- **Directions**:
Return, unchanged, the stretch of the records below from the line containing "Mark every instance of bare tree." through the end of the records.

** Start of Provided records **

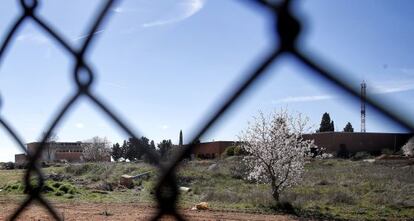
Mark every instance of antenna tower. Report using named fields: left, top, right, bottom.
left=361, top=81, right=367, bottom=133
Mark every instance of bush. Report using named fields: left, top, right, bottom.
left=330, top=192, right=355, bottom=205
left=381, top=148, right=394, bottom=155
left=4, top=162, right=16, bottom=170
left=224, top=146, right=235, bottom=157
left=234, top=146, right=246, bottom=156
left=401, top=137, right=414, bottom=157
left=336, top=145, right=349, bottom=159
left=351, top=151, right=371, bottom=160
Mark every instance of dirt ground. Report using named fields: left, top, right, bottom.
left=0, top=201, right=297, bottom=221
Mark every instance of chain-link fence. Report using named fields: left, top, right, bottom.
left=0, top=0, right=414, bottom=220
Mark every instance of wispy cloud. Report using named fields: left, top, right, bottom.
left=372, top=81, right=414, bottom=94
left=102, top=81, right=128, bottom=89
left=272, top=95, right=334, bottom=104
left=142, top=0, right=206, bottom=28
left=73, top=29, right=105, bottom=41
left=16, top=33, right=48, bottom=45
left=75, top=122, right=85, bottom=129
left=272, top=81, right=414, bottom=104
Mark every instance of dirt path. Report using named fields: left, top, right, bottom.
left=0, top=202, right=297, bottom=221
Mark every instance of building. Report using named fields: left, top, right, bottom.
left=192, top=141, right=235, bottom=159
left=303, top=132, right=413, bottom=154
left=15, top=142, right=111, bottom=164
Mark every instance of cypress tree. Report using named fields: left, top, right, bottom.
left=318, top=112, right=335, bottom=132
left=178, top=130, right=183, bottom=147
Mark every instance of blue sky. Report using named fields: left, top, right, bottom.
left=0, top=0, right=414, bottom=161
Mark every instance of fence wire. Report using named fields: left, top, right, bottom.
left=0, top=0, right=414, bottom=220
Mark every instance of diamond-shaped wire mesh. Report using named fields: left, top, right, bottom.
left=0, top=0, right=414, bottom=220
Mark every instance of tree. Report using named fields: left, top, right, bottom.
left=157, top=140, right=172, bottom=159
left=318, top=112, right=335, bottom=132
left=344, top=122, right=354, bottom=132
left=178, top=130, right=183, bottom=147
left=82, top=137, right=111, bottom=162
left=121, top=140, right=128, bottom=160
left=238, top=110, right=314, bottom=201
left=401, top=137, right=414, bottom=157
left=126, top=137, right=150, bottom=161
left=111, top=143, right=123, bottom=161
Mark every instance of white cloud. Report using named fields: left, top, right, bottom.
left=112, top=7, right=125, bottom=13
left=272, top=95, right=334, bottom=104
left=75, top=122, right=85, bottom=129
left=142, top=0, right=206, bottom=28
left=16, top=33, right=48, bottom=45
left=367, top=81, right=414, bottom=94
left=73, top=29, right=105, bottom=41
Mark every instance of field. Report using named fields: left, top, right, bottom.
left=0, top=157, right=414, bottom=220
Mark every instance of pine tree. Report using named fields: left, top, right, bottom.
left=318, top=112, right=335, bottom=132
left=344, top=122, right=354, bottom=132
left=111, top=143, right=122, bottom=161
left=178, top=130, right=183, bottom=147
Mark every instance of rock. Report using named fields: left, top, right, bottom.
left=207, top=163, right=218, bottom=171
left=119, top=174, right=134, bottom=188
left=178, top=186, right=191, bottom=193
left=362, top=159, right=375, bottom=163
left=195, top=202, right=208, bottom=210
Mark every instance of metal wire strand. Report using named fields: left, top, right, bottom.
left=0, top=0, right=414, bottom=220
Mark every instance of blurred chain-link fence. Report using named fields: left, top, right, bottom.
left=0, top=0, right=414, bottom=220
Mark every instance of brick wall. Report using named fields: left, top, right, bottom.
left=193, top=141, right=234, bottom=158
left=303, top=132, right=413, bottom=153
left=14, top=153, right=27, bottom=167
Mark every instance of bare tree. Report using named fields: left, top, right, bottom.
left=82, top=136, right=111, bottom=162
left=239, top=110, right=314, bottom=201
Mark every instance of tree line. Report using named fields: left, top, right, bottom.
left=316, top=112, right=354, bottom=132
left=111, top=136, right=175, bottom=161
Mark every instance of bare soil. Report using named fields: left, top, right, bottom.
left=0, top=201, right=297, bottom=221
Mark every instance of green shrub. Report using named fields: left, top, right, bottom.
left=234, top=146, right=246, bottom=156
left=351, top=151, right=371, bottom=160
left=224, top=146, right=235, bottom=157
left=381, top=148, right=394, bottom=155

** End of Provided records **

- **Complete output**:
Mark every instance of bare tree. Report using named fields: left, top, right, bottom.
left=82, top=136, right=111, bottom=162
left=239, top=110, right=314, bottom=201
Mark every instance of tree line. Report using named fields: left, top, right, bottom.
left=316, top=112, right=354, bottom=132
left=111, top=136, right=175, bottom=161
Mark every instance of bare soil. Report using named fields: left, top, right, bottom.
left=0, top=201, right=297, bottom=221
Mark every instance of green shrub. Report using named fields: left, top, right, bottom.
left=234, top=146, right=246, bottom=156
left=351, top=151, right=371, bottom=160
left=224, top=146, right=235, bottom=157
left=381, top=148, right=394, bottom=155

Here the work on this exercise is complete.